EXPLORE THE MATERIAL:
(1) In the article on Trulieve's dispensary cap, rewrite the paragraph beginning "Quincy-based Trulieve, one of the state's licensed" as a short list that keeps its main facts.
(2) Copy the portion of the article on Trulieve's dispensary cap that starts at "Trulieve’s second argument" and ends at "marijuana in Florida.".
(3) Based on the article on Trulieve's dispensary cap, state whether each statement agrees with the text. Answer yes or no, and quote the deciding words. (a) Trulieve currently operates 26 dispensaries. (b) Medical marijuana was broadly legalized in Florida through a 2017 law. (c) The new zoning regulations allowed local governments to ban dispensaries completely.

TEXT EXCERPT:
Florida officials have agreed to allow Trulieve to open more dispensaries than allowed under state law in a move that CEO Kim Rivers calls a win for patient access.
Quincy-based Trulieve, one of the state’s licensed vertically integrated cannabis businesses, challenged a limit on the number of storefronts that was included in a 2017 law aimed at implementing the state’s medical marijuana program, which was broadly legalized in 2016 through a constitutional amendment. Each licensed operator was initially limited to 25 dispensaries, but could gradually open more as the number of eligible patients in the statewide database increased, according to a South Florida Sun-Sentinel report. The cap then rose to 35 dispensaries, and is set to expire in 2020, the South Florida Sun-Sentinel reported.
Trulieve currently operates 26 dispensaries, and challenged the state’s limit under two main arguments, Rivers said. First, the company had 14 storefronts open before the legislature changed the law and imposed the cap.
“When the law was initially implemented, each license holder in Florida had an unlimited number of storefronts that they were allowed to open, along with cultivation and processing facilities to support those storefronts,” Rivers said. “Trulieve is one of the initial license holders in Florida, and we immediately began building out all facets of the business, including dispensaries, because we took very seriously the mandate from the legislature and from the Department of Health to provide patients access to medical cannabis.”
In the subsequent legislative session, lawmakers issued the limit on retail locations, as well as new zoning regulations that allowed local governments to either ban dispensaries completely or zone them as they would a pharmacy.
“Had we known that there was going to be a limitation or a cap placed on the number of locations, we very well may have placed locations differently,” Rivers said. “That, coupled with the zoning change—which in a lot of cases opened up additional locations as potential dispensary locations—[meant] we may not have selected the locations that we originally selected.”
Trulieve argued that out of fairness, the state could not change the rules of the game retroactively, and when the company took the state to court, Leon County Circuit Judge Karen Gievers agreed.
Trulieve’s second argument in the case, Rivers said, was that the cap on dispensaries is a limitation to patient access, and therefore should have been deemed unconstitutional and in violation of Amendment 2, the constitutional amendment that broadly legalized medical marijuana in Florida.

RECORDS SUPPLIED:
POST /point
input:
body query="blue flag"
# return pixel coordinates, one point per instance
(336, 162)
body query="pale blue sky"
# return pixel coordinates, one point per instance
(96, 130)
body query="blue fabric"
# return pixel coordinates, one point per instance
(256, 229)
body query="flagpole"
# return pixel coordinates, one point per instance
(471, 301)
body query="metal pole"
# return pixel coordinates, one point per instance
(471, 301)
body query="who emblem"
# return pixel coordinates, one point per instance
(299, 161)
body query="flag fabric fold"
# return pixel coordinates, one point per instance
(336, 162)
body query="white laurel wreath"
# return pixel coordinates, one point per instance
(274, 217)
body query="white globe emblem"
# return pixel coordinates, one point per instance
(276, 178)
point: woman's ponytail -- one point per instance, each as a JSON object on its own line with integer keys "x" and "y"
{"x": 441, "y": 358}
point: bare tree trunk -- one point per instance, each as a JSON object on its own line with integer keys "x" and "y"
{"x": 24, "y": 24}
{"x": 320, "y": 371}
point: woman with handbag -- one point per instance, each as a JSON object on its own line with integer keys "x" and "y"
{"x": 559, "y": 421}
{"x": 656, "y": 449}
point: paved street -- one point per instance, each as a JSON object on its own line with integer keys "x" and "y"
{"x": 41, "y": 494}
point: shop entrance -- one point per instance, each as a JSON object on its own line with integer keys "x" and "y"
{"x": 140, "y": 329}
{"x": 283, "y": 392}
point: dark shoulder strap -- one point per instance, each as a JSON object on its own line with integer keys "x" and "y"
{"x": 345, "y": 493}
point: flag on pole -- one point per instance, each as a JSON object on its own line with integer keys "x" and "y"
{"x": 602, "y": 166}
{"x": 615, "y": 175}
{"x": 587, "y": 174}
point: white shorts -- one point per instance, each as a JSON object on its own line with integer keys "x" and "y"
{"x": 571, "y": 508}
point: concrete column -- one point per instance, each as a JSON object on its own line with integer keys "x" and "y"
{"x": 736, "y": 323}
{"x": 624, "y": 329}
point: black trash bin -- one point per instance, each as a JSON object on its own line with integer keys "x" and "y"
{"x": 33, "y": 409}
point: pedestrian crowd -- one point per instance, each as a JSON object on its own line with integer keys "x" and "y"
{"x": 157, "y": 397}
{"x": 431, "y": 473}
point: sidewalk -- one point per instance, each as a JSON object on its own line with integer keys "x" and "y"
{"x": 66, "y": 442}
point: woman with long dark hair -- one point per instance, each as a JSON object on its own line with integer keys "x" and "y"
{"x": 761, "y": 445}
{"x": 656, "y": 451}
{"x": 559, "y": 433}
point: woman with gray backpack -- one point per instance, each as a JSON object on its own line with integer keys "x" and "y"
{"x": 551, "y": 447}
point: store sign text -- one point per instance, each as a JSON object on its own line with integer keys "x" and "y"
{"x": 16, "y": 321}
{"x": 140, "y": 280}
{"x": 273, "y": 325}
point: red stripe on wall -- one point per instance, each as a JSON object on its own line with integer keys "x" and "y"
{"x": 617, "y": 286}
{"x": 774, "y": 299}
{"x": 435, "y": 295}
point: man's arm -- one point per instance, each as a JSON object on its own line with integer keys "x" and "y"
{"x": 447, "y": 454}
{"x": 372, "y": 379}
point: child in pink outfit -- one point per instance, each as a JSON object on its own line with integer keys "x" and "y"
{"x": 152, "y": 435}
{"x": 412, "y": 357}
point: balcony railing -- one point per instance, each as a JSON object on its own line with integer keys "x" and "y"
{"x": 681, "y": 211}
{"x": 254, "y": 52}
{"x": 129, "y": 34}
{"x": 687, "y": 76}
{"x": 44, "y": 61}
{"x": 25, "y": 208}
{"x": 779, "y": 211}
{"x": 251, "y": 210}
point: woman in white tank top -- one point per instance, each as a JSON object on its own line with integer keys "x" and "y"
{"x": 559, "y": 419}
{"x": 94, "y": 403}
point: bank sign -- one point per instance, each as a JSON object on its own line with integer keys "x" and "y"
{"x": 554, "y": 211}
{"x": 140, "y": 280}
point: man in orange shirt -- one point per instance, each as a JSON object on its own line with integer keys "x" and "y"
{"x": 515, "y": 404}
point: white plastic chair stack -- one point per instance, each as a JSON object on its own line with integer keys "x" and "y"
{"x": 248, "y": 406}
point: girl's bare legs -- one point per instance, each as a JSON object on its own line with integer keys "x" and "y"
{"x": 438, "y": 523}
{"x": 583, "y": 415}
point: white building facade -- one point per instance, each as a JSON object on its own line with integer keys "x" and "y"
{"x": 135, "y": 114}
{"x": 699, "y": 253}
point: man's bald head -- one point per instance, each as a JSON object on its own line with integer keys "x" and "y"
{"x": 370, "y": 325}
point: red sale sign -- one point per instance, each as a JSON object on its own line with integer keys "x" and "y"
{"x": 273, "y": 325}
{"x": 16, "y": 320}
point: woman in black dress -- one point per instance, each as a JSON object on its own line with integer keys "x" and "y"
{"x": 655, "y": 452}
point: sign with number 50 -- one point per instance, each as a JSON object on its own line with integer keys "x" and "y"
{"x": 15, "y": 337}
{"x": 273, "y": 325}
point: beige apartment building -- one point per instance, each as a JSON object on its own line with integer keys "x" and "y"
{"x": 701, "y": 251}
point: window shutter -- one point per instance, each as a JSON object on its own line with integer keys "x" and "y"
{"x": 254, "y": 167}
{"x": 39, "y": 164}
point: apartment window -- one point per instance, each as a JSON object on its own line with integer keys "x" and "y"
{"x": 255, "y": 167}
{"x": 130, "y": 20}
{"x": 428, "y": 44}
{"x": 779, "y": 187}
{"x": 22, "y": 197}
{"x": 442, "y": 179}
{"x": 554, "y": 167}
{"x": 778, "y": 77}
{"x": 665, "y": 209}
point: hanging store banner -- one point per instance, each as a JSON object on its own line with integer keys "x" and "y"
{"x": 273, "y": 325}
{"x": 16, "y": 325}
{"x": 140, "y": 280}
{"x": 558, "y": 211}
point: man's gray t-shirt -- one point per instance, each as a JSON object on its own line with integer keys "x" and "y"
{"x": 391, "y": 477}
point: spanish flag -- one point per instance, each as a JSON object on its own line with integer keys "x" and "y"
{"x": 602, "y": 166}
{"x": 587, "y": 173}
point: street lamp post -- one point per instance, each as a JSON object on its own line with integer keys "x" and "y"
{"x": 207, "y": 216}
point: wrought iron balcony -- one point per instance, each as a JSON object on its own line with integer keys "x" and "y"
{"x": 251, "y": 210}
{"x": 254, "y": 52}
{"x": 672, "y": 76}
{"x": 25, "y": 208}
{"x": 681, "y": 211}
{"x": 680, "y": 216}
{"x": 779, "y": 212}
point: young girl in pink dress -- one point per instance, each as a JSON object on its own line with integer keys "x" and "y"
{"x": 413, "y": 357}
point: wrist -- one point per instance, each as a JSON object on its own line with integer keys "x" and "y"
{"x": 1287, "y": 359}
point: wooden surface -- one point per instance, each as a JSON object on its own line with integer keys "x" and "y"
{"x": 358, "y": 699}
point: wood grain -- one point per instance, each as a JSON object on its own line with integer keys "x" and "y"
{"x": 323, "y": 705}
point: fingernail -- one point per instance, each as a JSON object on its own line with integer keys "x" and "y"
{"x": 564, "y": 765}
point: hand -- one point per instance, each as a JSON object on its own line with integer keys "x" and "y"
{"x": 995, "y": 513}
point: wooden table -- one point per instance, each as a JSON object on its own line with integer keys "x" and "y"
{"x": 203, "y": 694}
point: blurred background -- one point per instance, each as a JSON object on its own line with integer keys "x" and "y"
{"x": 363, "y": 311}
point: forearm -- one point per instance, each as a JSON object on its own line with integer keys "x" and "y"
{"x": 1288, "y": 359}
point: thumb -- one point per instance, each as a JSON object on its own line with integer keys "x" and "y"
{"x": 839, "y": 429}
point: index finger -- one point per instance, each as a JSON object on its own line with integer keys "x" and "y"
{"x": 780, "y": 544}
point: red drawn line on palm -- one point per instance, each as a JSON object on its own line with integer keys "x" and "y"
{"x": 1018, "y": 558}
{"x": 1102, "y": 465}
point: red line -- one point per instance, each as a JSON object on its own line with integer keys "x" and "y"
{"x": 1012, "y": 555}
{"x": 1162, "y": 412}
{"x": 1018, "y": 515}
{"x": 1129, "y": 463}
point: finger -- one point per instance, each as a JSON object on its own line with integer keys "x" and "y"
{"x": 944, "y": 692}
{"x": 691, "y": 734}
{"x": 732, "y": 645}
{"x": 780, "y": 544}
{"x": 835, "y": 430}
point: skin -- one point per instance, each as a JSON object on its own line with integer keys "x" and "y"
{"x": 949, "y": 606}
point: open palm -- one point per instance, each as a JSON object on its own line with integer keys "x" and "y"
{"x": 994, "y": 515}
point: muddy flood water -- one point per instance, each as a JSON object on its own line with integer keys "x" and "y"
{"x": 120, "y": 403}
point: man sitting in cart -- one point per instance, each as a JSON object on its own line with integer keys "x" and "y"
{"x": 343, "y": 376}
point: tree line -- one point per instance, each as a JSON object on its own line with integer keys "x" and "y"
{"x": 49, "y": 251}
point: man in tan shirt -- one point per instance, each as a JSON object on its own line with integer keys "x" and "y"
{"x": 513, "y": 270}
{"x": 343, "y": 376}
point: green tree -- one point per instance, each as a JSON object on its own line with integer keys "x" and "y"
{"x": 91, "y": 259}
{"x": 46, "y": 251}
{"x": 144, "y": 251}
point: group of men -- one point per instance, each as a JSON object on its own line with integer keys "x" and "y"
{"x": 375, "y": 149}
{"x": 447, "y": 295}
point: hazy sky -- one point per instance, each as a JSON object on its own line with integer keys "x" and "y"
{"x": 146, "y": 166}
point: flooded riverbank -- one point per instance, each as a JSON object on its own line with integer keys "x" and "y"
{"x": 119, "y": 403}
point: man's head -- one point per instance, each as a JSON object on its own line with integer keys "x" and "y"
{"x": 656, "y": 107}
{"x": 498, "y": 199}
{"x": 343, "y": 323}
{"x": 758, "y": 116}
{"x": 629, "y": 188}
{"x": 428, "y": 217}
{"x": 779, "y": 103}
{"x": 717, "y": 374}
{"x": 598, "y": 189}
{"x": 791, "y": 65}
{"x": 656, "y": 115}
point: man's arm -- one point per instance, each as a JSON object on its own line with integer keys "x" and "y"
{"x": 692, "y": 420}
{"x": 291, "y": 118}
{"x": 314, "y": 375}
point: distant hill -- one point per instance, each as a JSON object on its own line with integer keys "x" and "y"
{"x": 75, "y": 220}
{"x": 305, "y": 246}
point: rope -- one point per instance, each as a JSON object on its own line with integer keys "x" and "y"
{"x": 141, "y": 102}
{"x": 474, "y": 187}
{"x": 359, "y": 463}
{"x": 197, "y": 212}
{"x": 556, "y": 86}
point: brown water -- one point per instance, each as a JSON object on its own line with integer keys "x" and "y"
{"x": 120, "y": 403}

WRITTEN RESPONSES:
(1)
- Trulieve, based in Quincy, is one of Florida's licensed vertically integrated cannabis businesses.
- It challenged a limit on storefronts in a 2017 law that implemented the state's medical marijuana program.
- That program was broadly legalized in 2016 through a constitutional amendment.
- Each licensed operator was first limited to 25 dispensaries and could open more as the number of eligible patients in the statewide database grew.
- The cap later rose to 35 dispensaries and is set to expire in 2020, according to the South Florida Sun-Sentinel.

(2)
Trulieve’s second argument in the case, Rivers said, was that the cap on dispensaries is a limitation to patient access, and therefore should have been deemed unconstitutional and in violation of Amendment 2, the constitutional amendment that broadly legalized medical marijuana in Florida.

(3)
(a) Yes: "Trulieve currently operates 26 dispensaries"
(b) No: "which was broadly legalized in 2016 through a constitutional amendment"
(c) Yes: "allowed local governments to either ban dispensaries completely or zone them as they would a pharmacy"